Request = Turn all the records below into one numbered list with one line per item. Skip blank lines and leave the pictures out.

Records for the task =
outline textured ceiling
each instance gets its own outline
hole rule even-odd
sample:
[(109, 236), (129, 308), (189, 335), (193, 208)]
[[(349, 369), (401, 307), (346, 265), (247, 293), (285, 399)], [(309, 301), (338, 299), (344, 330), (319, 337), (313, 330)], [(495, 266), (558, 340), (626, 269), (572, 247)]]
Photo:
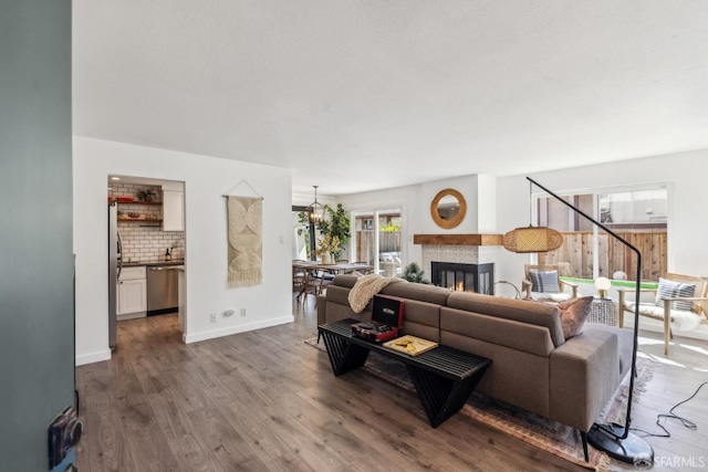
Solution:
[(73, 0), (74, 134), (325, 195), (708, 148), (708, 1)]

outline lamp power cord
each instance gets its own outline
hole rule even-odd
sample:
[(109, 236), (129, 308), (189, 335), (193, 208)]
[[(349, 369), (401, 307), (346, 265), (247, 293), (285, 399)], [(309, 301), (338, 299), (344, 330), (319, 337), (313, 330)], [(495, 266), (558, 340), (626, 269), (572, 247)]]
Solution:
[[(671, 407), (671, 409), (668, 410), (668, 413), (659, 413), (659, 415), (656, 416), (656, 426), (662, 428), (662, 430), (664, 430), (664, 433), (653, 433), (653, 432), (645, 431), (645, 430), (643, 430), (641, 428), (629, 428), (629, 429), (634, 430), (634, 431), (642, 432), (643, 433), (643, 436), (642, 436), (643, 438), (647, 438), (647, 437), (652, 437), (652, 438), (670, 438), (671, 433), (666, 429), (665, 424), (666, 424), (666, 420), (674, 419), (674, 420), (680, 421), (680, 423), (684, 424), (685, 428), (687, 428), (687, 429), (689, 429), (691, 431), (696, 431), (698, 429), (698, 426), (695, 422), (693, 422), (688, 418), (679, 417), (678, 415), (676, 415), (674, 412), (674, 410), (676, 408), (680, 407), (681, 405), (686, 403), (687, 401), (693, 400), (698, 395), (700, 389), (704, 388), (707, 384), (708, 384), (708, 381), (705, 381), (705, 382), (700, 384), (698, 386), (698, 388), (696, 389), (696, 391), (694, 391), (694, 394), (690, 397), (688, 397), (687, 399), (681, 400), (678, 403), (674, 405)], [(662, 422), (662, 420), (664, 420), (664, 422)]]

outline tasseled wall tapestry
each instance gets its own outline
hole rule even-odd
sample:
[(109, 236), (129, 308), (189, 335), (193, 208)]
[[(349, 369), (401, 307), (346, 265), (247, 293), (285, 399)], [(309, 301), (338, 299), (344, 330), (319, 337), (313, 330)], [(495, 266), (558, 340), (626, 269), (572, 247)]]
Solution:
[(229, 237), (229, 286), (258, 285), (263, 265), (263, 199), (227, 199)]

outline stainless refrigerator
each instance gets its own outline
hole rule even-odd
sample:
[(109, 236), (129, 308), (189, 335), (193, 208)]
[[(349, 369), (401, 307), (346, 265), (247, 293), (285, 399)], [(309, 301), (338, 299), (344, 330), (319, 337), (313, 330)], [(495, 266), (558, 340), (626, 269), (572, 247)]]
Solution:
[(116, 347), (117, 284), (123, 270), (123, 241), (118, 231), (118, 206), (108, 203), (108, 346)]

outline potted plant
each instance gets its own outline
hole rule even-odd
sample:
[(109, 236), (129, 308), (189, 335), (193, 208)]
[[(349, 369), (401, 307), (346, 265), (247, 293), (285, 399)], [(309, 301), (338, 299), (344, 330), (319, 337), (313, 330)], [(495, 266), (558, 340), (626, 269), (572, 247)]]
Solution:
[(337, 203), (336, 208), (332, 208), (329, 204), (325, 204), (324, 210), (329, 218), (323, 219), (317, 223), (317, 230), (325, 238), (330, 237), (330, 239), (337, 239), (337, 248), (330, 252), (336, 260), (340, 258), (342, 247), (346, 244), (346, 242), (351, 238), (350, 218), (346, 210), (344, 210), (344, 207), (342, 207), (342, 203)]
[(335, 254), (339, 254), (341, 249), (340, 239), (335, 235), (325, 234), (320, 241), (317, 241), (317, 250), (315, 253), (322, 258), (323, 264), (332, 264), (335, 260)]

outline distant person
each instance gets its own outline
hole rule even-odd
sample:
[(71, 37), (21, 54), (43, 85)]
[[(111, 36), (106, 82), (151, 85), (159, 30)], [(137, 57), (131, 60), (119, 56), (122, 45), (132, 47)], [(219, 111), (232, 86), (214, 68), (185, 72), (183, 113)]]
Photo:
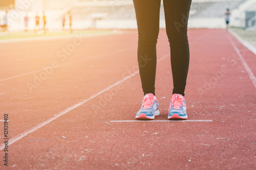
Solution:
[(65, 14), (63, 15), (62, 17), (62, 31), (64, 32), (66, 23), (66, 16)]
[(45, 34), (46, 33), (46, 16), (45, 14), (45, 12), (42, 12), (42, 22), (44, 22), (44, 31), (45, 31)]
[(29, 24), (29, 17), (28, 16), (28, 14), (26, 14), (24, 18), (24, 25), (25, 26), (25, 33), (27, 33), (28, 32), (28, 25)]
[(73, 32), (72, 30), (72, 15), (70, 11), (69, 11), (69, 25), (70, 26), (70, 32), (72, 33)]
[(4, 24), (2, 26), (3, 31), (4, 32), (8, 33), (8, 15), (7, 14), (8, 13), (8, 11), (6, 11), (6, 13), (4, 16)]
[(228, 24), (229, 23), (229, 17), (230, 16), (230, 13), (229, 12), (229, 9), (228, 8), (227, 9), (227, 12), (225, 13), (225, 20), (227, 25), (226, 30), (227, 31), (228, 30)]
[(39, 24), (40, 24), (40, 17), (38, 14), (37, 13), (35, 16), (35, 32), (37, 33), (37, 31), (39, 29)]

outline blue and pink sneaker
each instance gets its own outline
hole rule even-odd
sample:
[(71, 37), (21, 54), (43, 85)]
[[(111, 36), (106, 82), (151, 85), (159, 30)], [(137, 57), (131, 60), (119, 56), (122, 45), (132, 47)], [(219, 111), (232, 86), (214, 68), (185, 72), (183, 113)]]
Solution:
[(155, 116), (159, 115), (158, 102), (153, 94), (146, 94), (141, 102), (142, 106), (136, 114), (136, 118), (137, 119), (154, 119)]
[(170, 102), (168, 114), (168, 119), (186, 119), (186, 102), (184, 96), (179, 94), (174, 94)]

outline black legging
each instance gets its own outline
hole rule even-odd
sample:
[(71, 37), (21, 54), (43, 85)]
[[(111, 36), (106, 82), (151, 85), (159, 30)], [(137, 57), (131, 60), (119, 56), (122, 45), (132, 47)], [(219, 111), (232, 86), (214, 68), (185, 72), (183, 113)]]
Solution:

Answer to the task =
1. outline textured ceiling
2. each instance gets its own outline
3. hole rule even-odd
4. sample:
5. [(109, 236), (129, 308), (189, 335), (193, 208)]
6. [[(349, 369), (401, 307), (346, 265), (247, 293), (285, 399)], [(309, 301), (338, 299), (344, 330), (319, 337), (313, 330)], [(495, 266), (558, 340), (626, 269), (572, 247)]]
7. Photo:
8. Solution:
9. [(73, 0), (74, 134), (325, 195), (708, 148), (708, 1)]
10. outline lamp power cord
11. each instance gets its own outline
12. hole rule even-odd
13. sample:
14. [(109, 236), (129, 308), (189, 335), (193, 208)]
15. [[(349, 369), (401, 307), (346, 265), (247, 293), (285, 399)], [(309, 301), (338, 299), (344, 330), (319, 337), (313, 330)], [(495, 266), (558, 340), (626, 269), (572, 247)]]
16. Solution:
17. [[(671, 407), (671, 409), (668, 410), (668, 413), (659, 413), (659, 415), (656, 416), (656, 426), (662, 428), (662, 430), (664, 430), (664, 433), (653, 433), (653, 432), (645, 431), (645, 430), (643, 430), (641, 428), (629, 428), (629, 429), (634, 430), (634, 431), (642, 432), (643, 433), (643, 436), (642, 436), (643, 438), (647, 438), (647, 437), (652, 437), (652, 438), (670, 438), (671, 433), (666, 429), (665, 424), (666, 424), (666, 420), (674, 419), (674, 420), (680, 421), (680, 423), (684, 424), (685, 428), (687, 428), (687, 429), (689, 429), (691, 431), (696, 431), (698, 429), (698, 426), (695, 422), (693, 422), (688, 418), (679, 417), (678, 415), (676, 415), (674, 412), (674, 410), (676, 408), (680, 407), (681, 405), (686, 403), (687, 401), (693, 400), (698, 395), (700, 389), (704, 388), (707, 384), (708, 384), (708, 381), (705, 381), (705, 382), (700, 384), (698, 386), (698, 388), (696, 389), (696, 391), (694, 391), (694, 394), (690, 397), (688, 397), (687, 399), (681, 400), (678, 403), (674, 405)], [(662, 422), (662, 420), (664, 420), (664, 422)]]
18. outline tasseled wall tapestry
19. each instance gets its own outline
20. hole rule even-odd
21. sample:
22. [(109, 236), (129, 308), (189, 335), (193, 208)]
23. [[(349, 369), (401, 307), (346, 265), (247, 293), (285, 399)], [(309, 301), (338, 299), (344, 330), (319, 337), (313, 330)], [(495, 266), (558, 340), (626, 269), (572, 247)]]
24. Solution:
25. [(229, 237), (229, 286), (258, 285), (263, 265), (263, 199), (227, 199)]
26. outline stainless refrigerator
27. each instance gets its own outline
28. hole rule even-odd
29. sample:
30. [(109, 236), (129, 308), (189, 335), (193, 208)]
31. [[(349, 369), (401, 307), (346, 265), (247, 293), (285, 399)], [(309, 301), (338, 299), (344, 330), (319, 337), (313, 330)], [(495, 266), (558, 340), (626, 269), (572, 247)]]
32. Solution:
33. [(116, 347), (117, 284), (123, 270), (123, 241), (118, 231), (118, 206), (108, 203), (108, 346)]
34. outline potted plant
35. each instance gets its own outline
36. hole rule even-odd
37. sample:
38. [(109, 236), (129, 308), (189, 335), (193, 208)]
39. [[(349, 369), (401, 307), (346, 265), (247, 293), (285, 399)], [(309, 301), (338, 299), (344, 330), (319, 337), (313, 330)], [(495, 266), (558, 340), (626, 269), (572, 247)]]
40. Solution:
41. [(337, 203), (336, 208), (332, 208), (329, 204), (325, 204), (324, 210), (329, 218), (323, 219), (317, 223), (317, 230), (325, 238), (330, 237), (330, 239), (337, 239), (337, 248), (330, 252), (336, 260), (340, 258), (342, 247), (346, 244), (346, 242), (351, 238), (350, 218), (346, 210), (344, 210), (344, 207), (342, 207), (342, 203)]
42. [(335, 254), (339, 254), (341, 249), (340, 239), (335, 235), (325, 234), (320, 241), (317, 241), (317, 250), (315, 253), (322, 258), (323, 264), (332, 264), (335, 260)]
43. outline distant person
44. each instance gets its own outline
45. hole rule even-odd
46. sample:
47. [(71, 37), (21, 54), (43, 85)]
48. [[(111, 36), (106, 82), (151, 85), (159, 30)], [(137, 57), (131, 60), (119, 56), (122, 45), (132, 47)], [(219, 111), (232, 86), (214, 68), (185, 72), (183, 113)]]
49. Photo:
50. Solution:
51. [(65, 14), (63, 15), (62, 17), (62, 31), (64, 32), (66, 23), (66, 16)]
52. [(45, 34), (46, 33), (46, 16), (45, 14), (45, 12), (42, 12), (42, 22), (44, 22), (44, 31), (45, 31)]
53. [(29, 24), (29, 17), (28, 16), (28, 14), (26, 14), (24, 18), (24, 25), (25, 26), (25, 33), (27, 33), (28, 32), (28, 25)]
54. [(73, 32), (72, 30), (72, 15), (70, 11), (69, 11), (69, 25), (70, 26), (70, 32), (72, 33)]
55. [(4, 24), (2, 26), (3, 31), (4, 32), (8, 33), (8, 15), (7, 14), (8, 13), (8, 11), (6, 11), (6, 13), (4, 16)]
56. [(228, 24), (229, 23), (229, 17), (230, 16), (230, 13), (229, 12), (229, 9), (228, 8), (227, 9), (227, 12), (225, 13), (225, 20), (227, 25), (226, 30), (227, 31), (228, 30)]
57. [(39, 24), (40, 24), (40, 17), (38, 14), (37, 13), (35, 16), (35, 32), (37, 33), (37, 31), (39, 29)]
58. outline blue and pink sneaker
59. each instance gets its own outline
60. hole rule even-odd
61. sample:
62. [(71, 37), (21, 54), (43, 85)]
63. [[(111, 36), (106, 82), (151, 85), (159, 30)], [(137, 57), (131, 60), (119, 56), (122, 45), (132, 47)], [(219, 111), (232, 86), (214, 68), (185, 72), (183, 113)]]
64. Solution:
65. [(155, 116), (159, 115), (158, 102), (153, 94), (146, 94), (141, 102), (142, 106), (136, 114), (136, 118), (137, 119), (154, 119)]
66. [(170, 102), (168, 114), (168, 119), (186, 119), (186, 102), (184, 96), (179, 94), (174, 94)]
67. outline black legging
68. each instance gets its own outline
69. hole rule even-odd
70. sample:
71. [(71, 37), (21, 54), (43, 85)]
72. [[(111, 36), (106, 82), (151, 85), (159, 30)], [(137, 57), (131, 60), (119, 56), (122, 45), (132, 47)], [(219, 111), (232, 86), (214, 68), (185, 72), (183, 113)]]
73. Solution:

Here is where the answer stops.